**What needs to be done:** In the entries below, the word "queried" appears on some lines. Copy each of those lines.

**Material supplied:**
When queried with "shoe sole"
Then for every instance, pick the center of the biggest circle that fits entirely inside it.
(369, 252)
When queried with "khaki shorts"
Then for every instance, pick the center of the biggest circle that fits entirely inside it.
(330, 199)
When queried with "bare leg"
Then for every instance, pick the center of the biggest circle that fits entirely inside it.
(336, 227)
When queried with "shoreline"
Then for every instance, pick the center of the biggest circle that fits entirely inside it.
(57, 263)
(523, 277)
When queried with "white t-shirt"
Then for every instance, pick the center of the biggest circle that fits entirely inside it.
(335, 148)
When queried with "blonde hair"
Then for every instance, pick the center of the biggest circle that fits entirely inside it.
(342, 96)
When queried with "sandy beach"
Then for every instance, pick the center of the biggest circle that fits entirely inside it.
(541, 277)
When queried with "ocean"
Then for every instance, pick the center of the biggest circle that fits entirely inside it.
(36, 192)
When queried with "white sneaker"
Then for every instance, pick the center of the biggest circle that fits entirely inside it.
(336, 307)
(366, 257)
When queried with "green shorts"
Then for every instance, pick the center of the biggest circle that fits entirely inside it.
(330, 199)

**Response:**
When queried with "shoe sole"
When queried with "khaki shorts"
When queried with "bare leg"
When queried with "shoreline"
When queried with "white t-shirt"
When queried with "blonde hair"
When queried with "sandy beach"
When queried with "ocean"
When queried with "white sneaker"
When queried with "green shorts"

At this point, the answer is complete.